▸ Problem to work on: The lines to copy are those in the listing below that contain the word "glove".

▸ Source records:
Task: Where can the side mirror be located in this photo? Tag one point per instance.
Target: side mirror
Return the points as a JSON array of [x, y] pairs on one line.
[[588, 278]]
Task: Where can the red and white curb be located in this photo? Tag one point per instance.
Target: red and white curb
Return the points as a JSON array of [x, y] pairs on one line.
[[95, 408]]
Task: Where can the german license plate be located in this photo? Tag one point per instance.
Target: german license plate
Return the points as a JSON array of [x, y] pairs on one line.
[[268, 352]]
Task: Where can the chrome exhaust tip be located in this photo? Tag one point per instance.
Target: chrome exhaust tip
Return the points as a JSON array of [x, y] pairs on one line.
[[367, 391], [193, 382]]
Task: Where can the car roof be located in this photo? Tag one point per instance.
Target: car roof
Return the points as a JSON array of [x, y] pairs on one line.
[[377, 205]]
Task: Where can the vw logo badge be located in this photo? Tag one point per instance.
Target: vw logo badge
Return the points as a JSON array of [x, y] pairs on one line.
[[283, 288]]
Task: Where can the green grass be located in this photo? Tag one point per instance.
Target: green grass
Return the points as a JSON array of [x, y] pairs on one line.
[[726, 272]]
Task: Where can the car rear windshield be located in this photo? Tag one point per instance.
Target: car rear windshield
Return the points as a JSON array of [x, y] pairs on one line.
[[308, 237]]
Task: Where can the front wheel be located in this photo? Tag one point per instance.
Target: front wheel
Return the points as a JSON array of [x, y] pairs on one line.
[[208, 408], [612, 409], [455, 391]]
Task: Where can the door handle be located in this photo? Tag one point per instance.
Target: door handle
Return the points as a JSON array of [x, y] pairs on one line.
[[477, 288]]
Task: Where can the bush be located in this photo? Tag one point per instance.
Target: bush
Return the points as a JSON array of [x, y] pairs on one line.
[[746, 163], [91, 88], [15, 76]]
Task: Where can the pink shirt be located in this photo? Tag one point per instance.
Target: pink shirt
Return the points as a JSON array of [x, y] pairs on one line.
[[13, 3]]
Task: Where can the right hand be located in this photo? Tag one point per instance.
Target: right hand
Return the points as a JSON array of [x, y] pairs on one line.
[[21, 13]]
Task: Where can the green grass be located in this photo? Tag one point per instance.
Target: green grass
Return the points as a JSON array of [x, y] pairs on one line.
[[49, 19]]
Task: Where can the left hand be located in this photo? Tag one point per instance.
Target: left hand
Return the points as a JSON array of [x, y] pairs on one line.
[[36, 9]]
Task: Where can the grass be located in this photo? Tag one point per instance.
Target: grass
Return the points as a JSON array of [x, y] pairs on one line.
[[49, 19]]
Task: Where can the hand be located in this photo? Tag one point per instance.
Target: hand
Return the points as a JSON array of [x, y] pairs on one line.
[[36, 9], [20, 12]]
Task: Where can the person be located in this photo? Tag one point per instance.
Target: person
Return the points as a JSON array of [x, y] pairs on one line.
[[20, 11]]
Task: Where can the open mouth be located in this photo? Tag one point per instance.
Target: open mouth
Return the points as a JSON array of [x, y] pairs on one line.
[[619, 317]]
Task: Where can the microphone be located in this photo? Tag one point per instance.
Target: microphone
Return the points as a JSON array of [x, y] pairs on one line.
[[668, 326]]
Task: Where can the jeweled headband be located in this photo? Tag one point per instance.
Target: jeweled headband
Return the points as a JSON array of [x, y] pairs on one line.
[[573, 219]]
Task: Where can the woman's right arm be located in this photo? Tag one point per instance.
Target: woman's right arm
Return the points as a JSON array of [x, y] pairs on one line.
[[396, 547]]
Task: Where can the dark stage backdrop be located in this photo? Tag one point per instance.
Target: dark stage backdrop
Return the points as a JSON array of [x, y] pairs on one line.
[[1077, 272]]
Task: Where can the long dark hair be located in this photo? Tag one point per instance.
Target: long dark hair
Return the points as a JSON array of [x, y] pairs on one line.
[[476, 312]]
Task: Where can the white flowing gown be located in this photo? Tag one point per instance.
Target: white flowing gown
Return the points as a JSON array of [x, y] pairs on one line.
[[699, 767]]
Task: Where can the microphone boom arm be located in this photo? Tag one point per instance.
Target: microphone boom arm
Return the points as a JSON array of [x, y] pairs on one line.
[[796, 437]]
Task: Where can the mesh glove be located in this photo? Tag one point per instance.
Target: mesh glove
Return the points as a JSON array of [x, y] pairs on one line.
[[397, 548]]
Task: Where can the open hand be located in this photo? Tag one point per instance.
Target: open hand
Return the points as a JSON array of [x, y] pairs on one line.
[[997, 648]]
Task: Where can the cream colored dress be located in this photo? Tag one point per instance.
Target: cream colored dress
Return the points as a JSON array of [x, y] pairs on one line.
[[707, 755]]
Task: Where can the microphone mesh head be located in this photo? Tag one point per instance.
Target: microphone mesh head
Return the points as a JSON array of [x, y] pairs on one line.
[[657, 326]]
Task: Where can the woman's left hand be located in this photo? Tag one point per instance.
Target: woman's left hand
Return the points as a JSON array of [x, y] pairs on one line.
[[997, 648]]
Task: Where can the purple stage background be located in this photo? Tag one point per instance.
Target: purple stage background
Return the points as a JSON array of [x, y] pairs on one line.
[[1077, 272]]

▸ Answer:
Task: Where can the mesh glove be located in this photo? Tag one point per instance.
Target: mesh glove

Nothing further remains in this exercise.